— begin —

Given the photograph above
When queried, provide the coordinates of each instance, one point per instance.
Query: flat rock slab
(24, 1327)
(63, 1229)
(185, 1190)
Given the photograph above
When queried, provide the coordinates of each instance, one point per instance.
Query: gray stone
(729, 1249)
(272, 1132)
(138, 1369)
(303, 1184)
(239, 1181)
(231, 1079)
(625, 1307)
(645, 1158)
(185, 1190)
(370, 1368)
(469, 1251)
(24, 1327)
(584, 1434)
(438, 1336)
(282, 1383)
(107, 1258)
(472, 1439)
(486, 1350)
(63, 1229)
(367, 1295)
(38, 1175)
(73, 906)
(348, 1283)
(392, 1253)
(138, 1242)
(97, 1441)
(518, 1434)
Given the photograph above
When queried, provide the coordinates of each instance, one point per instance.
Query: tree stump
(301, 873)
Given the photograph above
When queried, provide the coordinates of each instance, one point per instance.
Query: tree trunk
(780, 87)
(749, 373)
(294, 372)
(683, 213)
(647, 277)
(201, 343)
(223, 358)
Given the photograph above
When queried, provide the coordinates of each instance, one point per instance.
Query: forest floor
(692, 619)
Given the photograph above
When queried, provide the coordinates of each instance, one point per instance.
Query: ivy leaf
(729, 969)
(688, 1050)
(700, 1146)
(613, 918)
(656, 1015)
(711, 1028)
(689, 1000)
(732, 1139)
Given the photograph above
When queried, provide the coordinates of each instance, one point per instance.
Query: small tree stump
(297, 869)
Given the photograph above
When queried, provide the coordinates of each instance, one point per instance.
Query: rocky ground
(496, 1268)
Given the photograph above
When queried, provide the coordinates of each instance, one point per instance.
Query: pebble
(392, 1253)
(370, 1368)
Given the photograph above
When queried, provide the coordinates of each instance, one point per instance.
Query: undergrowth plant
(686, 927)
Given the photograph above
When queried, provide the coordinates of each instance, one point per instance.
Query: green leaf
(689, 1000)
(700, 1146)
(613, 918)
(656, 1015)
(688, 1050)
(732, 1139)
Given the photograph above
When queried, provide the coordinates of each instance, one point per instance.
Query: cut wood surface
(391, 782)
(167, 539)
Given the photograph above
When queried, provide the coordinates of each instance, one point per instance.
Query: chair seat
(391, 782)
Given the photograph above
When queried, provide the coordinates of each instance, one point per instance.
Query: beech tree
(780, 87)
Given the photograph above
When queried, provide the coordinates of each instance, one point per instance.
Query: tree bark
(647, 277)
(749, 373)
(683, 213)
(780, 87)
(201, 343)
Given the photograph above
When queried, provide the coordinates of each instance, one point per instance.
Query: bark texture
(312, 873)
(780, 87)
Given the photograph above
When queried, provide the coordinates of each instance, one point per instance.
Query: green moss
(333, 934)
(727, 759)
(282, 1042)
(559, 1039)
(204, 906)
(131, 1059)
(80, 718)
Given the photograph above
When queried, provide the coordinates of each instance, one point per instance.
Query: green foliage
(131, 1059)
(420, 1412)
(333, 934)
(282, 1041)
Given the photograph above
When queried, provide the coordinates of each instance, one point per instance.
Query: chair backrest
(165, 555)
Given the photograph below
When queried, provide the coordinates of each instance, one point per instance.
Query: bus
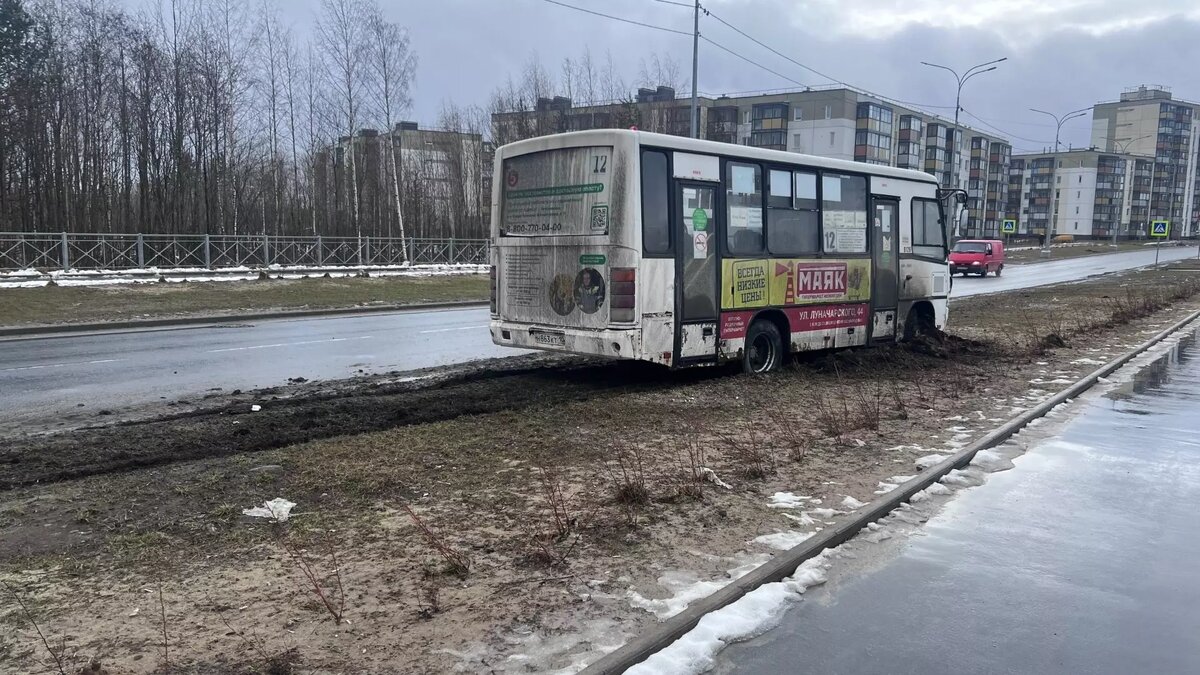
(687, 252)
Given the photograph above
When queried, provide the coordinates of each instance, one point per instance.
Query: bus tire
(919, 322)
(763, 351)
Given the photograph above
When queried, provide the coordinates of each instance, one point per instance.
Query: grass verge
(466, 541)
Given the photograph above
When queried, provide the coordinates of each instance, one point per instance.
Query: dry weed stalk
(553, 491)
(55, 653)
(748, 448)
(455, 560)
(335, 607)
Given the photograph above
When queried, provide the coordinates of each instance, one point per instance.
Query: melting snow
(929, 460)
(852, 503)
(688, 587)
(277, 509)
(753, 615)
(783, 541)
(787, 500)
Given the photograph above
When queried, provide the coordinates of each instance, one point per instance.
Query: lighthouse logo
(807, 281)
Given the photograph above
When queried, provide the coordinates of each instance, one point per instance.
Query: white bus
(691, 252)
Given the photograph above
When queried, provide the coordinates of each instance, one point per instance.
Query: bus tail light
(491, 279)
(624, 291)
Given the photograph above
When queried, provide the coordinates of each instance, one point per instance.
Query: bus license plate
(550, 339)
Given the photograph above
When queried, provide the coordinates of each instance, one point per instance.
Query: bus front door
(696, 270)
(886, 257)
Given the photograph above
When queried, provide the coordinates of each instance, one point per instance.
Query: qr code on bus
(600, 219)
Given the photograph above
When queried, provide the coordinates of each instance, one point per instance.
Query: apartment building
(833, 121)
(1085, 193)
(442, 180)
(1149, 120)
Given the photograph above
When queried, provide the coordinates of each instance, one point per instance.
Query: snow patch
(936, 489)
(687, 587)
(784, 541)
(787, 500)
(929, 460)
(277, 509)
(991, 461)
(753, 615)
(852, 503)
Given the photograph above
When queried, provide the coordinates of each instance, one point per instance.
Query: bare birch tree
(341, 33)
(391, 66)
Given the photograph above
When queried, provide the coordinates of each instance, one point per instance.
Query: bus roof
(606, 136)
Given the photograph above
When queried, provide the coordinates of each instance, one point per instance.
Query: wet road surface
(49, 376)
(1083, 559)
(46, 376)
(1067, 269)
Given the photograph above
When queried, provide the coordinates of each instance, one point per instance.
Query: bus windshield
(970, 248)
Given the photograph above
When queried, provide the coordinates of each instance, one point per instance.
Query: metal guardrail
(79, 251)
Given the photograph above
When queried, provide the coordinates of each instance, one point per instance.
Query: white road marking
(450, 329)
(58, 365)
(289, 344)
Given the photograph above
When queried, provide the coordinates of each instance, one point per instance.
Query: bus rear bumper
(623, 344)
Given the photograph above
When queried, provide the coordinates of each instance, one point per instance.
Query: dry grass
(456, 561)
(481, 478)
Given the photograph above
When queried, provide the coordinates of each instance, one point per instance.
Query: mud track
(226, 425)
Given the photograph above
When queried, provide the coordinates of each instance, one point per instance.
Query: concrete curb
(785, 563)
(69, 328)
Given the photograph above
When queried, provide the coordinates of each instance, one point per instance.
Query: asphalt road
(47, 377)
(1081, 559)
(1067, 269)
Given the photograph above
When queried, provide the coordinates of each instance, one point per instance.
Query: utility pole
(1132, 165)
(695, 72)
(958, 106)
(1054, 201)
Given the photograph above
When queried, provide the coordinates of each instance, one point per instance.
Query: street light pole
(695, 72)
(958, 105)
(1054, 202)
(1123, 148)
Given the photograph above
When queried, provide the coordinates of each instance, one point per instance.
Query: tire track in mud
(295, 414)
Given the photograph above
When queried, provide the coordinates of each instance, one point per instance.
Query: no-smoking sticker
(700, 245)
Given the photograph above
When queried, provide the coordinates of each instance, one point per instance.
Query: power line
(772, 49)
(997, 130)
(618, 18)
(777, 73)
(831, 78)
(721, 47)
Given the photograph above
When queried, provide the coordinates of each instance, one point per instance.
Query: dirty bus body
(691, 252)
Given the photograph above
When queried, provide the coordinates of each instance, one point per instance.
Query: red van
(977, 256)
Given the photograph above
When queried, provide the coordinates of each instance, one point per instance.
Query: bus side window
(928, 236)
(793, 225)
(844, 213)
(744, 199)
(655, 197)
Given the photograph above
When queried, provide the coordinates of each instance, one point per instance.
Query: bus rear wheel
(765, 348)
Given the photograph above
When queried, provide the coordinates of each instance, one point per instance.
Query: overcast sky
(1062, 54)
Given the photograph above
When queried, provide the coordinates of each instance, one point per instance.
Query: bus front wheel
(765, 348)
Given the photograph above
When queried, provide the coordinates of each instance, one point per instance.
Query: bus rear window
(557, 192)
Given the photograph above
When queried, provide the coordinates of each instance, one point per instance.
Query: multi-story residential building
(1147, 120)
(442, 180)
(1086, 193)
(834, 121)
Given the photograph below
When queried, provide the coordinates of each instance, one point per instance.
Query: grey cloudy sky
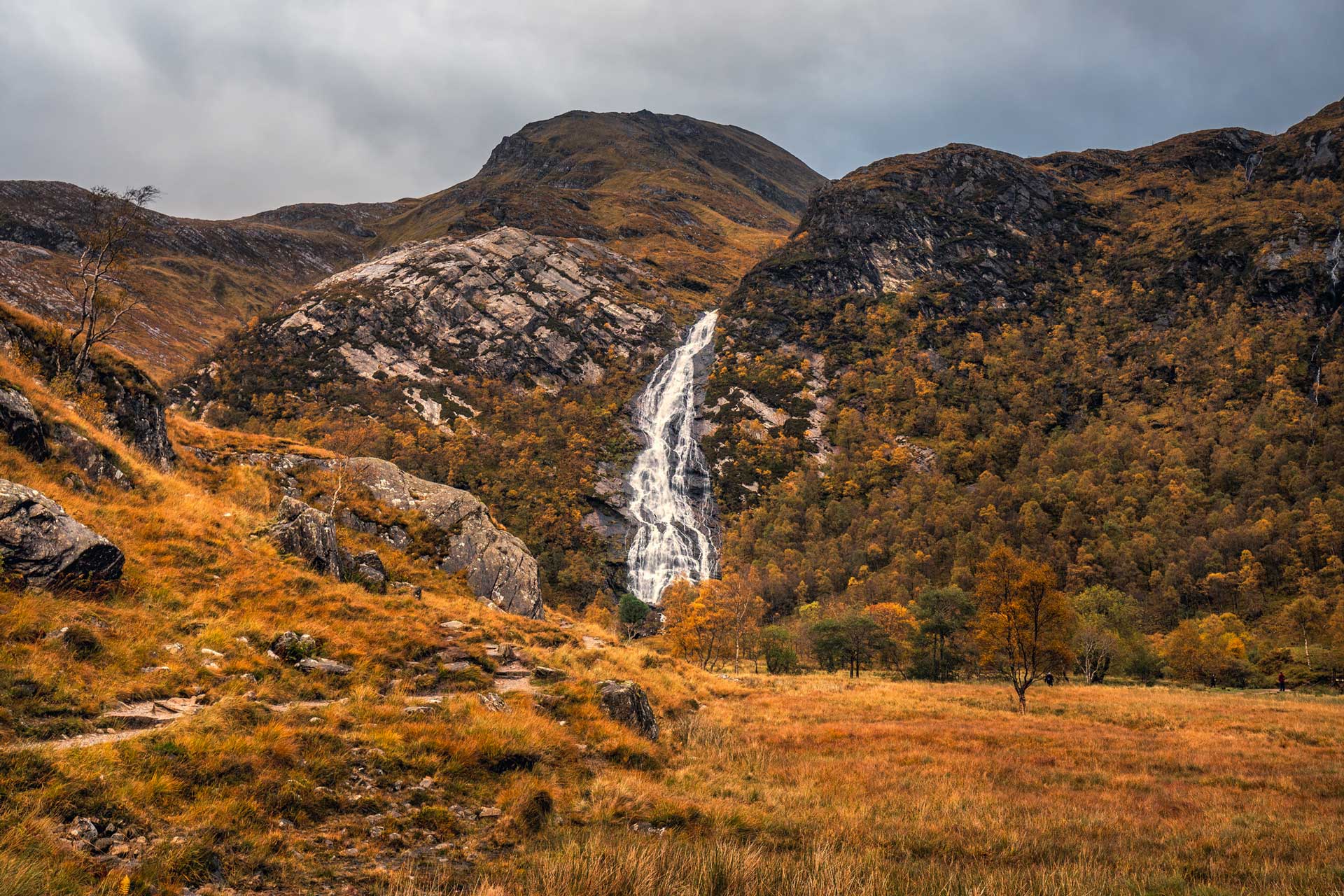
(242, 105)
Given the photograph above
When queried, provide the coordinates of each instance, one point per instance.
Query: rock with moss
(46, 547)
(625, 701)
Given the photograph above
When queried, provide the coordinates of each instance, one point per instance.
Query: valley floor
(818, 785)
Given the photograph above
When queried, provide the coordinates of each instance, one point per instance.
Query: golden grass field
(816, 785)
(790, 786)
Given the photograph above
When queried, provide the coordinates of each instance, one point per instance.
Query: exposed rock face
(368, 568)
(645, 184)
(311, 535)
(504, 305)
(626, 703)
(22, 425)
(134, 400)
(499, 567)
(43, 545)
(498, 564)
(92, 458)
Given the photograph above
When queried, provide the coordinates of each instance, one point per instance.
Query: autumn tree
(1108, 622)
(743, 608)
(850, 641)
(1211, 649)
(898, 628)
(696, 622)
(1307, 615)
(942, 614)
(101, 300)
(1025, 621)
(631, 613)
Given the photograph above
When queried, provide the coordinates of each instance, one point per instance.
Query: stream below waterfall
(670, 484)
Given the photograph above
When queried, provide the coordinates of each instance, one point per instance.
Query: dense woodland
(1152, 419)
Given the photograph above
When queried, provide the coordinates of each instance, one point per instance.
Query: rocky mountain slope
(699, 200)
(696, 200)
(1126, 362)
(448, 358)
(200, 279)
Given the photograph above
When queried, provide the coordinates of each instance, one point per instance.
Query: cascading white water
(670, 481)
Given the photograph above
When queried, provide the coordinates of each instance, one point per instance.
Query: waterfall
(670, 482)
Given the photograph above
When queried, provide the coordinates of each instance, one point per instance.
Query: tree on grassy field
(1307, 617)
(101, 300)
(777, 648)
(942, 614)
(1108, 625)
(850, 641)
(898, 628)
(1212, 649)
(1025, 622)
(696, 622)
(631, 613)
(742, 602)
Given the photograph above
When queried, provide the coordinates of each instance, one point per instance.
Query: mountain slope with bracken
(1126, 362)
(701, 200)
(198, 279)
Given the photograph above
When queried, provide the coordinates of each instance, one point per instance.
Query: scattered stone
(645, 828)
(369, 570)
(308, 533)
(512, 671)
(321, 664)
(153, 713)
(45, 546)
(22, 425)
(293, 645)
(625, 701)
(492, 701)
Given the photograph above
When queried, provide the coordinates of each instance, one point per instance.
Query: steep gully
(670, 484)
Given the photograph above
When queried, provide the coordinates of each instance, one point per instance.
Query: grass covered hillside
(197, 280)
(152, 739)
(1126, 365)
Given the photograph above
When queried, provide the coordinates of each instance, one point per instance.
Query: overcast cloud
(245, 105)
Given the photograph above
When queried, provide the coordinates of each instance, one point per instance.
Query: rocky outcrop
(625, 701)
(22, 425)
(498, 564)
(134, 406)
(309, 533)
(410, 326)
(97, 463)
(41, 543)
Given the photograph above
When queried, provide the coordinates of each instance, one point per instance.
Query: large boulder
(22, 425)
(45, 546)
(626, 703)
(499, 567)
(311, 535)
(97, 463)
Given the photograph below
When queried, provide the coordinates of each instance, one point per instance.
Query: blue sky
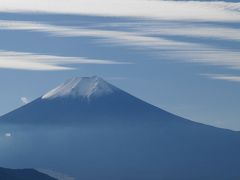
(178, 55)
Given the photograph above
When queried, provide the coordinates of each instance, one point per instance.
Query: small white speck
(8, 134)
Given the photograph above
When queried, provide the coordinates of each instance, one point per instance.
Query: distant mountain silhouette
(93, 130)
(22, 174)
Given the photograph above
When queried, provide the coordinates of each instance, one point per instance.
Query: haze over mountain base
(89, 129)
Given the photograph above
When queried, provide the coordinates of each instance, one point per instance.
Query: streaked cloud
(225, 77)
(158, 9)
(24, 100)
(110, 36)
(40, 62)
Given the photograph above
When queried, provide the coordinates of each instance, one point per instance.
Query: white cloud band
(31, 61)
(167, 10)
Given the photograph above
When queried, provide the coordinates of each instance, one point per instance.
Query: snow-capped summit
(84, 87)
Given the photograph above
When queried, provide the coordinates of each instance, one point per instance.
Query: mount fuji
(89, 129)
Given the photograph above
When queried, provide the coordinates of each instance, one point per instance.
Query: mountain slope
(90, 129)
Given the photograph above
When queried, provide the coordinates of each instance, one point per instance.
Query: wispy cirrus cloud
(164, 10)
(40, 62)
(225, 77)
(110, 36)
(169, 49)
(24, 100)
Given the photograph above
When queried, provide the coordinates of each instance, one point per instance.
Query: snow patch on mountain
(84, 87)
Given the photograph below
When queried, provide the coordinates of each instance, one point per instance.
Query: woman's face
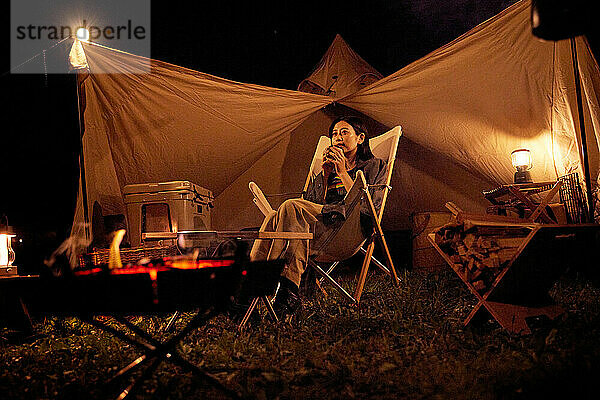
(344, 136)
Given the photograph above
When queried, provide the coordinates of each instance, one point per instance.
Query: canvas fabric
(463, 109)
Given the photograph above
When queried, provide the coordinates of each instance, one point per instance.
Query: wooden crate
(128, 255)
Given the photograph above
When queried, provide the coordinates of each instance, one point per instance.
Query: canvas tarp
(340, 72)
(463, 109)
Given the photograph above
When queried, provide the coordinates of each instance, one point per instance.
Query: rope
(41, 53)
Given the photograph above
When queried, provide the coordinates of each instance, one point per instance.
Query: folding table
(520, 290)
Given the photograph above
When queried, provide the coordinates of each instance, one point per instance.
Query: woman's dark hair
(363, 151)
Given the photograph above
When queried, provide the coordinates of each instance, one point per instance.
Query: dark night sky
(273, 45)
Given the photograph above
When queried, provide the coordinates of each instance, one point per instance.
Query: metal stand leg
(343, 291)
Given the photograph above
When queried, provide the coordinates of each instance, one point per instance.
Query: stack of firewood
(479, 253)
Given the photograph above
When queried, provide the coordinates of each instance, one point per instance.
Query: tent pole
(586, 167)
(86, 218)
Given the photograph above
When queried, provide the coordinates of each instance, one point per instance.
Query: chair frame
(369, 245)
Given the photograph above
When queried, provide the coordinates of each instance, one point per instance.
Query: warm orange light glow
(521, 159)
(7, 255)
(83, 34)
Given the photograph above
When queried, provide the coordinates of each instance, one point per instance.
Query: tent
(463, 109)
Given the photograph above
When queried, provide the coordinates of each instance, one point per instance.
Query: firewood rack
(520, 290)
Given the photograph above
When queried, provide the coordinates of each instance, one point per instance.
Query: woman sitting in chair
(322, 210)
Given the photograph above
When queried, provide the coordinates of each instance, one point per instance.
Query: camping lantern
(521, 159)
(7, 255)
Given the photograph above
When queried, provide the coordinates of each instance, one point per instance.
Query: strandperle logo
(82, 32)
(42, 32)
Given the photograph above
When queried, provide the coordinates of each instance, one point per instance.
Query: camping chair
(329, 250)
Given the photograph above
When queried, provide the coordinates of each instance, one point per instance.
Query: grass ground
(402, 343)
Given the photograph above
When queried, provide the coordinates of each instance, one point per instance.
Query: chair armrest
(260, 200)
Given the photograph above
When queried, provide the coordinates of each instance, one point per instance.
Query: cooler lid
(166, 187)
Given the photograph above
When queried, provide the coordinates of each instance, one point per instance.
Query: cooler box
(166, 207)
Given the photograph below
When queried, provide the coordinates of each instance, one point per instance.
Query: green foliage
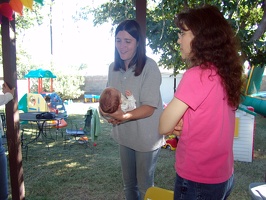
(69, 86)
(244, 16)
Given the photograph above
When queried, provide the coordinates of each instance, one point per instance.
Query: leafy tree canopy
(248, 17)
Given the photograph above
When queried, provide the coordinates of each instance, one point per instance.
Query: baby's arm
(128, 93)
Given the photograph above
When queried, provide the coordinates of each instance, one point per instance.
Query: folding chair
(257, 190)
(156, 193)
(90, 131)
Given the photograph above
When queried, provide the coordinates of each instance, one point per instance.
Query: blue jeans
(189, 190)
(3, 172)
(138, 171)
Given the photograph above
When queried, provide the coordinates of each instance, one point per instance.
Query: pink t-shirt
(205, 149)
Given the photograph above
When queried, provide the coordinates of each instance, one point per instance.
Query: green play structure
(41, 101)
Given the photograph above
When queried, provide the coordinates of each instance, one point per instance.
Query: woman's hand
(114, 118)
(178, 128)
(6, 89)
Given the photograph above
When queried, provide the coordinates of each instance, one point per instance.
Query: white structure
(244, 136)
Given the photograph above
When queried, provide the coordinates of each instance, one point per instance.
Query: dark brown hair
(139, 60)
(110, 100)
(215, 43)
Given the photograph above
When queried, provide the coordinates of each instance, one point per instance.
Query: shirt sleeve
(194, 87)
(150, 89)
(5, 98)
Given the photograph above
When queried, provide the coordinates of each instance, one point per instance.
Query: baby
(111, 99)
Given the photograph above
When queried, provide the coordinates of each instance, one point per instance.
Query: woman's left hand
(115, 118)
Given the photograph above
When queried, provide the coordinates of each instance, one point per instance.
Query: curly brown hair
(215, 43)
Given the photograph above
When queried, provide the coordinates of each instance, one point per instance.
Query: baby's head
(110, 100)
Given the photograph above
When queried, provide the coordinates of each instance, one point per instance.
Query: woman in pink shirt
(206, 99)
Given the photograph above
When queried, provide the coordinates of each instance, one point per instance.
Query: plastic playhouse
(41, 101)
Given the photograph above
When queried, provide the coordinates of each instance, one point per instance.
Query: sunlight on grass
(78, 172)
(74, 164)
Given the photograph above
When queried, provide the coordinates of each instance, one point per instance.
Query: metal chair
(156, 193)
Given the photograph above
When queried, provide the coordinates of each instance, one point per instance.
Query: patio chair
(156, 193)
(90, 132)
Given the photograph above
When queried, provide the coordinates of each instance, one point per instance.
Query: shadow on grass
(94, 173)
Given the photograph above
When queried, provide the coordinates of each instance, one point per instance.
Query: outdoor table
(31, 117)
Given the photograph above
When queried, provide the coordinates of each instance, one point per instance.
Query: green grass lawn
(78, 172)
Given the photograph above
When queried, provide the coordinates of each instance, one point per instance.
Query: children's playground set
(41, 101)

— end —

What is needed » Identify every line in the entries above that contains the word "hand", and copy each of those lines in full.

Completed task »
Query: woman's hand
Query: woman's left hand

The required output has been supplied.